■ AUFGABE A
Geben Sie aus den Datensätzen den Abschnitt von der Zeile mit „Spot the volcano silhouette.“ bis einschließlich zum Ende der Datensätze wortgetreu wieder.

■ VORLIEGENDER TEXT
# Unterschied Server-Client (Modbus-TCP)



## Drain (5 Juli 2007)

Hallo zusammen,
beschäftige mich seit neuestem mit Modbus-TCP. Mir ist aber noch nicht ganz klar inwieweit sich die Funktion des Servers zum Client unterscheidet. Wenn ich das richtig verstehe, können beide sowohl Lese- als auch Schreibbefehle verschicken. Wo liegt dann der Unterschied?
Kann es sein, daß einfach ein Server vorhanden sein muß, um die Verbindung aufzubauen, aber im Betrieb sich die Geräte nicht unterscheiden?

Wäre für klärende Antworten dankbar.

Drain


----------



## Oberchefe (5 Juli 2007)

schon mal hier gelesen?
http://www.modbus.org/specs.php


----------



## peewit (8 Juli 2007)

Das ist relativ leicht

Server sind die Feld IO-Geräte (passiv)
Client ist deine Steuerung  (aktiv)

Also deine Steuerung (Client) spricht mit jeden einzelnen Server (IO-Module)

Beispiel:
1. Client sendet Telegramm an Server x mit der Befehl Lese 10 Register ab Offset 10.
2. Server x Antwortet mit einem Telegramm worin sich diese 10 Registerwerte befinden..

usw....

Du kannst auch mehrere Client parallel betrieben
viele Server können 8 oder mehr Verbindungen parallel abhandeln


----------



## Drain (9 Juli 2007)

Danke für eure Antworten.

Wenn ich dann mehrere IO-Geräte an einer Steuerung betreibe, dann heißt das ich habe einen Client der auf verschiedene Server zugreift und dort die Daten abfragt.

Grundlagenbeschreibung von u.a. Modbus/TCP habe ich übrigens gut beschrieben hier gefunden:
http://www.anybus.de/technologie/modbustcp.shtml


Grüße Drain


----------

■ BEREITGESTELLTE DATENSÄTZE
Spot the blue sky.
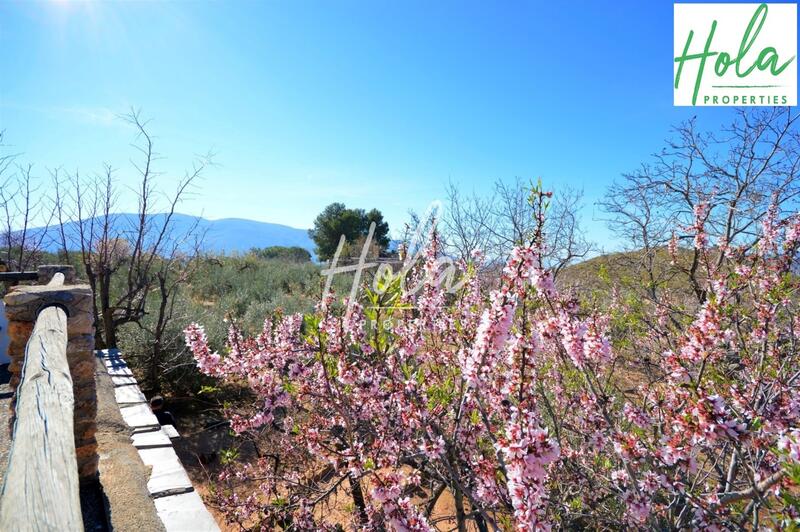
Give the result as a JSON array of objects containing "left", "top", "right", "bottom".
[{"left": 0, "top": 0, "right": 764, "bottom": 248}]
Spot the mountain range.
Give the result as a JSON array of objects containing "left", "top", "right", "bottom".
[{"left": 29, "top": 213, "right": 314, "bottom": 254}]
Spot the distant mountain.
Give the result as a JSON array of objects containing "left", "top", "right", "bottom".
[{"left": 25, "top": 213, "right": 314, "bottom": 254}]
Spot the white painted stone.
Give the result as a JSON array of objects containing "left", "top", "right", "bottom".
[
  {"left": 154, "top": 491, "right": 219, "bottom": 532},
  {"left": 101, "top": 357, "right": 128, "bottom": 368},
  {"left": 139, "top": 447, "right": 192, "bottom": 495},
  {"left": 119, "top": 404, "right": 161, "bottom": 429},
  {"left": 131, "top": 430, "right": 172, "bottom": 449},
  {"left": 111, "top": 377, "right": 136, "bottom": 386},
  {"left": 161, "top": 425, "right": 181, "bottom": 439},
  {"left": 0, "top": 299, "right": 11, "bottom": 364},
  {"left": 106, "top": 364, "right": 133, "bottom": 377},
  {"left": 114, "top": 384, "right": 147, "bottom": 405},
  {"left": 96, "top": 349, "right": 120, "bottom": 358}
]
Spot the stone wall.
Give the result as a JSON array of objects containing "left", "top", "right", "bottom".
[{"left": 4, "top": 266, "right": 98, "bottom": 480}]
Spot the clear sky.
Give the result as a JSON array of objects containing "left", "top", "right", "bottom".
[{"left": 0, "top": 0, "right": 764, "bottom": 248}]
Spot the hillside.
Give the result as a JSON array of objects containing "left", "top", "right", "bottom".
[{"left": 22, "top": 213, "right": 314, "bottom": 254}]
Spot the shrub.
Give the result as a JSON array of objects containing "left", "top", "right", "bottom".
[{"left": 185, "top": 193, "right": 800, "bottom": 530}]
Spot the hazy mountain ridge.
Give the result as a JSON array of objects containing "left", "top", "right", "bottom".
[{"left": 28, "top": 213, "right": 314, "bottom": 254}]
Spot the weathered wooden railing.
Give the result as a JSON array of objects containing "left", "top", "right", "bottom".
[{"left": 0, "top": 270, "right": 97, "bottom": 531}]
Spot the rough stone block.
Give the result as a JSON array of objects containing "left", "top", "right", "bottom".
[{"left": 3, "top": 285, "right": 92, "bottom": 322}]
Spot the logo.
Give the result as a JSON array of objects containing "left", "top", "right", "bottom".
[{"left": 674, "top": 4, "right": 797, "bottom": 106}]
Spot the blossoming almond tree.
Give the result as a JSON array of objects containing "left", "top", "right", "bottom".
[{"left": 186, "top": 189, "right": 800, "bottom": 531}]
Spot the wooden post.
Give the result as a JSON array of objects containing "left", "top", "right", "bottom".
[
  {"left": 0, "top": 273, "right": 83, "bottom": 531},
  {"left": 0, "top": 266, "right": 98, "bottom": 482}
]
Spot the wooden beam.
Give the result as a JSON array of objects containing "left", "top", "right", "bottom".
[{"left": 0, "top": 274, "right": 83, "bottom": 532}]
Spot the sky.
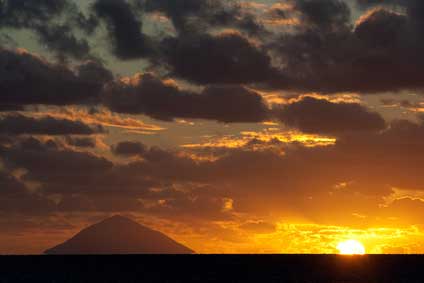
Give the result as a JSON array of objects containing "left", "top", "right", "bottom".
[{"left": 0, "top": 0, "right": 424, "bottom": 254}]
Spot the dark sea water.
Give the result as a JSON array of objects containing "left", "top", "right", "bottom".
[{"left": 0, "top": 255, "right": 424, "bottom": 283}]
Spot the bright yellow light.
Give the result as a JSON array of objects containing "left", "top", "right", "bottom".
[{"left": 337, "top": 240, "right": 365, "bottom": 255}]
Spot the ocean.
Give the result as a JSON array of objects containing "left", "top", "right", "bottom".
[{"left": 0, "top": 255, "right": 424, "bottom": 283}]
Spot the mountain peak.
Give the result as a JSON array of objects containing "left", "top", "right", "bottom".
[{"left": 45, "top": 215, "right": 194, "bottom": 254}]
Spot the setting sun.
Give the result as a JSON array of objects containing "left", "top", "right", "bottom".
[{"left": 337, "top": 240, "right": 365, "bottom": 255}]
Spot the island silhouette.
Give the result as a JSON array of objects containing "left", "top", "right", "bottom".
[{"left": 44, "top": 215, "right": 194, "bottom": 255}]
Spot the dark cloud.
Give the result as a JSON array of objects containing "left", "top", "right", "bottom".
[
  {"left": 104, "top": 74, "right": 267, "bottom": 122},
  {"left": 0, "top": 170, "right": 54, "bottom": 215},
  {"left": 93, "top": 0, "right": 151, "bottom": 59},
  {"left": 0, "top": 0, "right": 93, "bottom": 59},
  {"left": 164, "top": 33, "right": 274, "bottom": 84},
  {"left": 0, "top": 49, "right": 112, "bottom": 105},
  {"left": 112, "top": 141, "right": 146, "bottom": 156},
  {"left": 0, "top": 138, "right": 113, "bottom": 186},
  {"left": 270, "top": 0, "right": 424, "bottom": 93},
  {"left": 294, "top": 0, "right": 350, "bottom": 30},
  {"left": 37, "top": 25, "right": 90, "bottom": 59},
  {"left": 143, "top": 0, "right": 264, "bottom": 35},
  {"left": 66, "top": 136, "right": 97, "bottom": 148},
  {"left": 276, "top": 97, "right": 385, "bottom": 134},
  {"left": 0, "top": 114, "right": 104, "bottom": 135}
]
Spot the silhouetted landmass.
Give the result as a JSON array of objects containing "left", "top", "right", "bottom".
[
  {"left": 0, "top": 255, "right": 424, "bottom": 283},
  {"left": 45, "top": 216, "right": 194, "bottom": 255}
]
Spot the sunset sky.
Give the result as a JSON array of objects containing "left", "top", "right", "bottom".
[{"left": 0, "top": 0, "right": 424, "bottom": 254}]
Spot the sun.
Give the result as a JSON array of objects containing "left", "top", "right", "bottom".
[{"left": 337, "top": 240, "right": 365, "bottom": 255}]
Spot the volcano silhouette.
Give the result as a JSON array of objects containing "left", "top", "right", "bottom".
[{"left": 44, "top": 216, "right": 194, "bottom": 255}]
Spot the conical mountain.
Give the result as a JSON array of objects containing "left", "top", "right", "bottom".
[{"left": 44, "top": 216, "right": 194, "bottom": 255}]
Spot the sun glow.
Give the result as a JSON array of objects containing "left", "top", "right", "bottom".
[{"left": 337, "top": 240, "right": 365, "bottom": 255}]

■ AUFGABE B
Aktualisieren Sie in der Forumsdiskussion über Modbus-TCP den Abschnitt von „## Drain (5“ bis „dann der Unterschied?“, indem Sie „Modbus-TCP“ durch „Modbus-RTU“ ersetzen, und geben Sie ihn so wieder.

■ LÖSUNG A
Spot the volcano silhouette.
Give the result as a JSON array of objects containing "left", "top", "right", "bottom".
[{"left": 44, "top": 216, "right": 194, "bottom": 255}]
Spot the conical mountain.
Give the result as a JSON array of objects containing "left", "top", "right", "bottom".
[{"left": 44, "top": 216, "right": 194, "bottom": 255}]
Spot the sun glow.
Give the result as a JSON array of objects containing "left", "top", "right", "bottom".
[{"left": 337, "top": 240, "right": 365, "bottom": 255}]

■ LÖSUNG B
## Drain (5 Juli 2007)

Hallo zusammen,
beschäftige mich seit neuestem mit Modbus-RTU. Mir ist aber noch nicht ganz klar inwieweit sich die Funktion des Servers zum Client unterscheidet. Wenn ich das richtig verstehe, können beide sowohl Lese- als auch Schreibbefehle verschicken. Wo liegt dann der Unterschied?